======== DATASET RECORDS ========

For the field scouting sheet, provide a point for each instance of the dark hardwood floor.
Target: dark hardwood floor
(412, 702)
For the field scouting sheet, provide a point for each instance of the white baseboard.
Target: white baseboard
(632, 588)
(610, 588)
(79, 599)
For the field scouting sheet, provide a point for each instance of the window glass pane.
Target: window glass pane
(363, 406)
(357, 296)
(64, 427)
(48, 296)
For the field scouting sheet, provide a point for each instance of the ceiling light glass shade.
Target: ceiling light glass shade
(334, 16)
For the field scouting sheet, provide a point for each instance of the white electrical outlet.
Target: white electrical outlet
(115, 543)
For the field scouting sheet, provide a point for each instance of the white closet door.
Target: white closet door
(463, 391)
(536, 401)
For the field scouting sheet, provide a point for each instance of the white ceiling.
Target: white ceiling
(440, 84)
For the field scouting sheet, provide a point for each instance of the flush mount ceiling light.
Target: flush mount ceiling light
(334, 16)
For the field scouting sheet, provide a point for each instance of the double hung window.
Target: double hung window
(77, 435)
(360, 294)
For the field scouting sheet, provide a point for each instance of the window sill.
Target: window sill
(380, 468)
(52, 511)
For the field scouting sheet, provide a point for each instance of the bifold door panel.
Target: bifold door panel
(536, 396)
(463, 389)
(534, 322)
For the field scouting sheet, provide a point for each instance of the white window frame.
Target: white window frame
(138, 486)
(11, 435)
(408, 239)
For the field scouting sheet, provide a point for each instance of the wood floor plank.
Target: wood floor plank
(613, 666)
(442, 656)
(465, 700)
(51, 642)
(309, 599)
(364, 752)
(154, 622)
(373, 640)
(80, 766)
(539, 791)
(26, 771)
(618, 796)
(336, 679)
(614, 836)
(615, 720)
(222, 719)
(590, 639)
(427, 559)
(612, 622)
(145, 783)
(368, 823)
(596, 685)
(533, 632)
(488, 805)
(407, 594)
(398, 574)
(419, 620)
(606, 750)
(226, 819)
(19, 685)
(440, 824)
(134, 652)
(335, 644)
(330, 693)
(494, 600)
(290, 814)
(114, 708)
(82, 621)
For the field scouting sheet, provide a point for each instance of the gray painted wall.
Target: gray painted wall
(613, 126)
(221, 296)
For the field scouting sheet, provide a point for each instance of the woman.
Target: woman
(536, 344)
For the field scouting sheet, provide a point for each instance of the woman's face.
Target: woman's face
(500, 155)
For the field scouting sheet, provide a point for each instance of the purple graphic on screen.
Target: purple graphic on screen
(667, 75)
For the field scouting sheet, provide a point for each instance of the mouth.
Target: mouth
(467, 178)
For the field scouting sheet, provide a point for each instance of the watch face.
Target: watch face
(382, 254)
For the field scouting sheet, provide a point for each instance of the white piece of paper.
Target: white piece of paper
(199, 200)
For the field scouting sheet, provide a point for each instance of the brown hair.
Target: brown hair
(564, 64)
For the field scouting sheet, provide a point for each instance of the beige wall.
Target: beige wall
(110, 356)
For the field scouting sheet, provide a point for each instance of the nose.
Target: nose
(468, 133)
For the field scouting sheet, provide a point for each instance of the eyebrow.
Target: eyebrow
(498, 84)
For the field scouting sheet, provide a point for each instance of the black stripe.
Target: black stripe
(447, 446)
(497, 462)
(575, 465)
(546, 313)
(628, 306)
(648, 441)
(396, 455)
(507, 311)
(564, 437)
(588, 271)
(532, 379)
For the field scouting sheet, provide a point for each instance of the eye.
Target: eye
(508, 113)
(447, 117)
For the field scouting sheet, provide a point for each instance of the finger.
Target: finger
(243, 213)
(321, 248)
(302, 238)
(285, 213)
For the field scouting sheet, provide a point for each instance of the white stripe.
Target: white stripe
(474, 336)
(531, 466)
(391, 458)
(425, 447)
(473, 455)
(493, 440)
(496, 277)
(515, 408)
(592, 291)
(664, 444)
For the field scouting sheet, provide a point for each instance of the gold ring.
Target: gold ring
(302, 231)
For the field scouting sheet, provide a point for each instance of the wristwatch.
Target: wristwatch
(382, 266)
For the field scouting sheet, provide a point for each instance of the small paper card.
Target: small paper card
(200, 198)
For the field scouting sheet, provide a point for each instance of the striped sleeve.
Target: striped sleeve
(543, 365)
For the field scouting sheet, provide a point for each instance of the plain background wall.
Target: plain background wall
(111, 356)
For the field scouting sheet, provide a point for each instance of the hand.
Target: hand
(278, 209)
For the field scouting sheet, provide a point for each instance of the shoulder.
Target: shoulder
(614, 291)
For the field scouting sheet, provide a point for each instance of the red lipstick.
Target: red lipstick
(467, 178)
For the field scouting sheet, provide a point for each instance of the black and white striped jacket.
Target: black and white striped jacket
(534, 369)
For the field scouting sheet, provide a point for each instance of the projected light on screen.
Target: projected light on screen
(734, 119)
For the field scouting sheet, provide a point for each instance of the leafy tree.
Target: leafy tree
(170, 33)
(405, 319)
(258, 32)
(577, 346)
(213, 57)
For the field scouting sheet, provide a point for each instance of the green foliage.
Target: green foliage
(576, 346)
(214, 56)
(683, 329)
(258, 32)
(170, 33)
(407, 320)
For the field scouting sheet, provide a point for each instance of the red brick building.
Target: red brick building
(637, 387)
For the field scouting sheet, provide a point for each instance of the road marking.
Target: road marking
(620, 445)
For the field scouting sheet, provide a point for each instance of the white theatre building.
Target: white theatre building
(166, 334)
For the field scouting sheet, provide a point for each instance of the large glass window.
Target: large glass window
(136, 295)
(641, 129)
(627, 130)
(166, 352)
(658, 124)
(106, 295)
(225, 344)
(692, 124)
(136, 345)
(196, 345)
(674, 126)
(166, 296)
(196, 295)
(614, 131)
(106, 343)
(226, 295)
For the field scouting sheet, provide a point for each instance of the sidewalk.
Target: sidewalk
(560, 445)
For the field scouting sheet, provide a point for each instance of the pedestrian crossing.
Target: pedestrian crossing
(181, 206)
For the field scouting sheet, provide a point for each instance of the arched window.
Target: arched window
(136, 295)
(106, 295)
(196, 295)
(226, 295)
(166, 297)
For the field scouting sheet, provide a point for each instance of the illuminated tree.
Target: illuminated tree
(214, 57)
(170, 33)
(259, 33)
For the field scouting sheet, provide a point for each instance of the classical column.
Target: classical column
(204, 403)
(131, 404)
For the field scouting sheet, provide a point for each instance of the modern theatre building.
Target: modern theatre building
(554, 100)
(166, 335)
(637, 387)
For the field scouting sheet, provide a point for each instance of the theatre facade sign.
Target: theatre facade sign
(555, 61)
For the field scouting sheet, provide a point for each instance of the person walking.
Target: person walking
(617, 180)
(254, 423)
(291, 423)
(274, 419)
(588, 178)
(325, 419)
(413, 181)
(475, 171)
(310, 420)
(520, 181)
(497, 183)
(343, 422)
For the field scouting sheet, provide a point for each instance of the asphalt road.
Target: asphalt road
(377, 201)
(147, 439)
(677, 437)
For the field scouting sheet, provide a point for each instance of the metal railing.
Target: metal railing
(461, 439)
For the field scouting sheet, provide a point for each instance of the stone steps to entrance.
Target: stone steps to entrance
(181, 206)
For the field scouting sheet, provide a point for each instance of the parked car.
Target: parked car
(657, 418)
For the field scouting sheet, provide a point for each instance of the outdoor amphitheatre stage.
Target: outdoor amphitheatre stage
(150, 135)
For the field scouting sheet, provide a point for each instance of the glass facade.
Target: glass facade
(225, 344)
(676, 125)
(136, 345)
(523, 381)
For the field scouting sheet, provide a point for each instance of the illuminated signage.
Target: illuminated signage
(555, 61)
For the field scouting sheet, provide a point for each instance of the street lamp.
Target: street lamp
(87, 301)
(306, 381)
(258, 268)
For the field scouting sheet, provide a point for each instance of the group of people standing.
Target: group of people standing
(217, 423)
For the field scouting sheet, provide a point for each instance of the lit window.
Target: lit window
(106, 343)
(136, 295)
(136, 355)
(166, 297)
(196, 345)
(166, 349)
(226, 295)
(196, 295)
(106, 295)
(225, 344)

========

TASK DETAILS. Using the records above, repeat exactly the lines from the first one through the line with "the window sill.".

OUTPUT OF THE TASK.
For the field scouting sheet, provide a point for each instance of the dark hardwood floor.
Target: dark hardwood floor
(412, 702)
For the field scouting sheet, provide a point for each instance of the white baseboard.
Target: white baseboard
(632, 588)
(610, 588)
(79, 599)
For the field scouting sheet, provide a point for each instance of the window glass pane.
Target: window glass pane
(363, 406)
(357, 296)
(64, 427)
(48, 296)
For the field scouting sheet, provide a point for each instance of the ceiling light glass shade.
Target: ceiling light glass shade
(334, 16)
For the field scouting sheet, provide a point for each instance of the white electrical outlet.
Target: white electrical outlet
(115, 543)
For the field scouting sheet, provide a point for each instance of the white closet door.
Target: white closet door
(463, 391)
(536, 401)
For the field scouting sheet, provide a point for each instance of the white ceiling.
Target: white ceiling
(440, 84)
For the field scouting sheet, provide a point for each instance of the flush mount ceiling light.
Target: flush mount ceiling light
(334, 16)
For the field scouting sheet, provide a point for each instance of the double hung window.
Target: double hung window
(77, 435)
(360, 294)
For the field scouting sheet, provide a point for each instance of the window sill.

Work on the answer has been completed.